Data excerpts
● ● ● ● ● ● ●

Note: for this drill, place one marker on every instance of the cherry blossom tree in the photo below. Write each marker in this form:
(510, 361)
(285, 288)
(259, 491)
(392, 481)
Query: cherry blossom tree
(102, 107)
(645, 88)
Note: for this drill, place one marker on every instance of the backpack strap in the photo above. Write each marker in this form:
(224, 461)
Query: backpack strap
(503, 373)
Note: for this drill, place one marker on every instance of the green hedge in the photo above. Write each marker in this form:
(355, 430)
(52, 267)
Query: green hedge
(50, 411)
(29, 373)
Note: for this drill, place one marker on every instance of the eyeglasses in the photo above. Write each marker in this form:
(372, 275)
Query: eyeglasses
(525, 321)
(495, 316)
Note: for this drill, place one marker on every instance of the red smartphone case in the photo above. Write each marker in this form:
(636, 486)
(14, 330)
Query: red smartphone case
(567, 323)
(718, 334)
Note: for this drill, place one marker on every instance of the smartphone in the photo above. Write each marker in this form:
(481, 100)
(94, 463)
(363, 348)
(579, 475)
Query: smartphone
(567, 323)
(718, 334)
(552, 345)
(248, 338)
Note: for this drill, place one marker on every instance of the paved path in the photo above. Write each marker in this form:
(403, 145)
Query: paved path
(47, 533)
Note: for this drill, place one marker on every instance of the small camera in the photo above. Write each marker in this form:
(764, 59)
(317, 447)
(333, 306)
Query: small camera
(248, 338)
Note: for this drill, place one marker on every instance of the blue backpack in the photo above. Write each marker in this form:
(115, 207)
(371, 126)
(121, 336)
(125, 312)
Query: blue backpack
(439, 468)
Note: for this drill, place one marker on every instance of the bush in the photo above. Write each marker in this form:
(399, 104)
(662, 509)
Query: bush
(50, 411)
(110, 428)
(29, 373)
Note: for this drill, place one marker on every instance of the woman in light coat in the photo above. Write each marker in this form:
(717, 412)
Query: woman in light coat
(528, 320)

● ● ● ● ● ● ●

— DESCRIPTION OF THE TASK —
Repeat each record exactly, leaving nothing out.

— RESULT OF THE EXERCISE —
Note: for this drill, place one marker on every instance of the cherry blossom tree in the photo below. Write each marker in this form:
(510, 361)
(285, 288)
(259, 491)
(392, 481)
Query: cherry blossom tree
(102, 107)
(645, 88)
Note: for this drill, place one marker on every instance of the backpack strap in the photo above. Write each marker in this form:
(224, 461)
Query: backpack strap
(503, 373)
Note: for this drill, place one marker on every instance of the green hedge in the photo above. Write each marker in this form:
(355, 430)
(52, 267)
Query: green hedge
(50, 411)
(29, 373)
Note: for this drill, place one marker on every instance of the eyeglasses in the photo above. Write each marker in this form:
(372, 275)
Query: eyeglasses
(525, 321)
(495, 316)
Note: for this drill, place one marker on every instance of the red smartphone case in the photo above. Write each marker in this form:
(636, 486)
(14, 330)
Query: red smartphone case
(567, 323)
(718, 334)
Note: for this drill, place one marker on every instance of the smartphone in the photo above. Write each marker in this form:
(481, 100)
(94, 463)
(363, 348)
(579, 475)
Query: smartphone
(567, 323)
(718, 334)
(552, 345)
(248, 338)
Note: for this drill, place one marker on every instance of the paved path in the photo above. Write each marker in this form:
(403, 145)
Query: paved path
(47, 533)
Note: for this drill, place one marker on every instance of the small camera in the photo above. Write each marker in this form:
(764, 59)
(317, 447)
(333, 306)
Query: small camera
(248, 338)
Note: for this drill, place one marker on every instance of the blue backpack in the photo above. Write each marker in this form:
(115, 207)
(371, 126)
(121, 336)
(125, 312)
Query: blue backpack
(439, 468)
Note: for this drill, place one marker on every instance of the bush in the photo above. Write each marker in this form:
(399, 104)
(662, 509)
Query: bush
(50, 411)
(110, 428)
(29, 373)
Note: for this drill, place one marker on every instance of the woman in light coat in the photo above. Write each marker in this form:
(717, 412)
Query: woman in light coat
(528, 320)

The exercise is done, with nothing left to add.